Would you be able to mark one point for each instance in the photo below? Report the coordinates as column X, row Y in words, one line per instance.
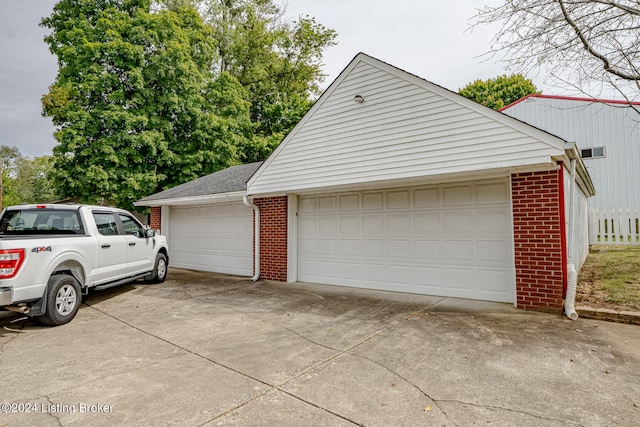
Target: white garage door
column 216, row 238
column 446, row 240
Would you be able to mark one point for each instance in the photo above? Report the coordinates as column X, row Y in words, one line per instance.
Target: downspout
column 569, row 302
column 256, row 240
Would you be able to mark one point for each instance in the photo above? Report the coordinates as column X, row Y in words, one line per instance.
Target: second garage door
column 445, row 240
column 215, row 238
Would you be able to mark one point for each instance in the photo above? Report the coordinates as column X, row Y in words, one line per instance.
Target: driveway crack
column 517, row 411
column 244, row 374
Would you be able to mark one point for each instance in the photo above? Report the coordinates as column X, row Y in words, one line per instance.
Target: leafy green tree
column 588, row 45
column 499, row 92
column 278, row 62
column 131, row 101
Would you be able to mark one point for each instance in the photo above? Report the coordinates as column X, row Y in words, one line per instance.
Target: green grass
column 610, row 277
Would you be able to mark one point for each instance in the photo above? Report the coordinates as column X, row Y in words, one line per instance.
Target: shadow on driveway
column 209, row 349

___

REQUIREMENTS: Present the entire listing above as a Markdown table with the columns No. and Line, numbering each non-blank line in order. Leave the picture out of the table and skip blank lines.

TASK ANSWER:
| No. | Line |
|---|---|
| 1 | Would you be able to mark one point for each instance in the photo below? Report the coordinates as column X, row Y in words, one line per instance. |
| 2 | Target: white garage door |
| 3 | column 216, row 238 |
| 4 | column 446, row 240 |
| 5 | Would you be able to mark one point for each instance in the photo above? Report the coordinates as column X, row Y in words, one line per instance. |
| 6 | Target: downspout |
| 7 | column 569, row 302 |
| 8 | column 256, row 240 |
| 9 | Would you be able to mark one point for each instance in the photo above? Report the coordinates as column X, row Y in words, one line per instance. |
| 10 | Target: second garage door |
| 11 | column 445, row 240 |
| 12 | column 215, row 238 |
| 13 | Would you be able to mark one point for each instance in the photo above? Report the coordinates as column X, row Y in words, one line per instance. |
| 14 | Target: driveway crack |
| 15 | column 517, row 411 |
| 16 | column 244, row 374 |
| 17 | Would you be able to mark one point for each instance in the photo above? Report the coordinates as column X, row Y in words, one line per instance. |
| 18 | Target: leafy green tree |
| 19 | column 588, row 45 |
| 20 | column 499, row 92 |
| 21 | column 278, row 62 |
| 22 | column 131, row 101 |
| 23 | Would you be able to mark one point for each instance in the photo above? Report the coordinates as column X, row Y in words, one line per instance. |
| 24 | Target: green grass |
| 25 | column 610, row 277 |
| 26 | Would you be able to mark one point for each instance in the photo above? Report the coordinates as column X, row Y in words, one line per instance. |
| 27 | Target: shadow on driveway |
| 28 | column 209, row 349 |